## [What the task requires]
Copy every line of the data that contains the string "below".

## [Input for this task]
-*-

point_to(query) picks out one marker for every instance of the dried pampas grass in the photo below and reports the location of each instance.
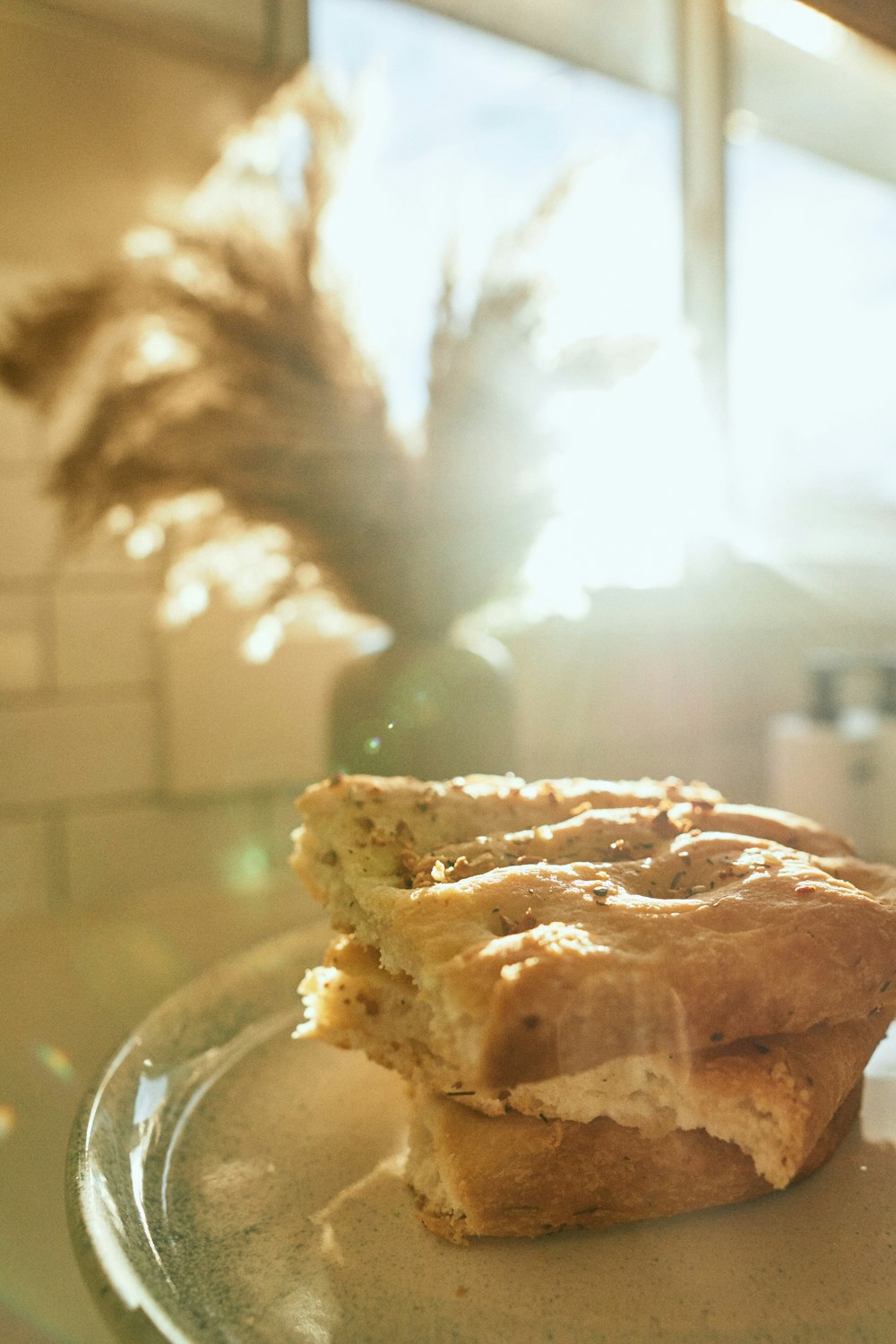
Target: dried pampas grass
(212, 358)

-*-

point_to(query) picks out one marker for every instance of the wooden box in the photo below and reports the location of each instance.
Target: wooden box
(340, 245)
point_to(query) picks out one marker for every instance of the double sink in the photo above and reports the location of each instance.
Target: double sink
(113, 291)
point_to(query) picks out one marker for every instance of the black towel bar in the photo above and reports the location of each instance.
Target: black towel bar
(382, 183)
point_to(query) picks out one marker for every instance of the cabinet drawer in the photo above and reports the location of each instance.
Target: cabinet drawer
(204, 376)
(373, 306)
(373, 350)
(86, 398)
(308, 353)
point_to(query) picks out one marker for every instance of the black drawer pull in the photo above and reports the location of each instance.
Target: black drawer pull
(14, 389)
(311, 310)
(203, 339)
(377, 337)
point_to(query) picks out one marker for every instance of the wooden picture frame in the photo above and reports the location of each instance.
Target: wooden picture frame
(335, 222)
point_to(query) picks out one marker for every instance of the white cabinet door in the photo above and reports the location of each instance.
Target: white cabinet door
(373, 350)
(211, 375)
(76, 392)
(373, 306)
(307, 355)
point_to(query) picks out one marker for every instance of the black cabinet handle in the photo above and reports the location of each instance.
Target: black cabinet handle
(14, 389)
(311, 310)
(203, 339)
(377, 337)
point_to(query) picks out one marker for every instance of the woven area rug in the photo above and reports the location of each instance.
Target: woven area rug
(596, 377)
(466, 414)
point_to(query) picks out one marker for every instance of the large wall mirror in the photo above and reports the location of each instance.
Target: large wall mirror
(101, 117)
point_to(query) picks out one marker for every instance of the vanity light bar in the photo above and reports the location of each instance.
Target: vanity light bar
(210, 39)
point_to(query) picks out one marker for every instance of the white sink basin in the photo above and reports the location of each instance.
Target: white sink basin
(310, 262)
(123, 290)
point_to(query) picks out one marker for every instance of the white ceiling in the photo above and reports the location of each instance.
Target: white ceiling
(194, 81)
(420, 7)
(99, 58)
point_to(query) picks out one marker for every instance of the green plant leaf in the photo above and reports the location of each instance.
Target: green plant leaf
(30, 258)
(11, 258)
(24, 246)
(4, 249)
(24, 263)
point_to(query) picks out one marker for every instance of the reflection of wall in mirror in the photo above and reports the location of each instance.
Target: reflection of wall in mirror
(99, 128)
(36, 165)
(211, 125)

-*-

## [Task solution]
point_to(query) picks out one marker for every instance of the dried pampas grass in the photo below and reports the location of each instance.
point_to(query) picks out one marker for every instance of the wooden box in the photo below and reports the location of each instance.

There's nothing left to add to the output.